Dataset entries>

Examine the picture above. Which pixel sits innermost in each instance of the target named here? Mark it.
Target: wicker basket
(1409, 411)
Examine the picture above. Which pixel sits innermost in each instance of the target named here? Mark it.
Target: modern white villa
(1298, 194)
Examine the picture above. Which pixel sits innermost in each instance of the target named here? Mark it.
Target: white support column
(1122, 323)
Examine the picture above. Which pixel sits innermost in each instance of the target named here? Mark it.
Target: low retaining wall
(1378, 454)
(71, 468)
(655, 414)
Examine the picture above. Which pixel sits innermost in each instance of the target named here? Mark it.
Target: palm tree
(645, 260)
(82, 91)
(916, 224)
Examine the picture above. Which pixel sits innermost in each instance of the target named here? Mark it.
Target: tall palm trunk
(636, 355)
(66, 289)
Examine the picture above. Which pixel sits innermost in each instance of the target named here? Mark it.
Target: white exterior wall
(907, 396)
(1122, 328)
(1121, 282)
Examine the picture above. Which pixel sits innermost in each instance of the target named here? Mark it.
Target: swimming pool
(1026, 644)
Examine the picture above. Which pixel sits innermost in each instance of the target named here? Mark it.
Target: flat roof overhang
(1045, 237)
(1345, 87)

Objective>
Lay out the entries from the first line through the line containing "(1298, 194)", inclusive, as a JSON list of strings, one string per line, with blank lines omitted.

Reply>
[
  "Examine the picture above. Which pixel sits innermost in each instance of the target named here? Mark it.",
  "Target: wicker basket",
  "(1409, 411)",
  "Examine the picture above. Which pixel sits innermost in each instance of the target named here? Mark it.",
  "Target: modern white villa",
  "(1298, 194)"
]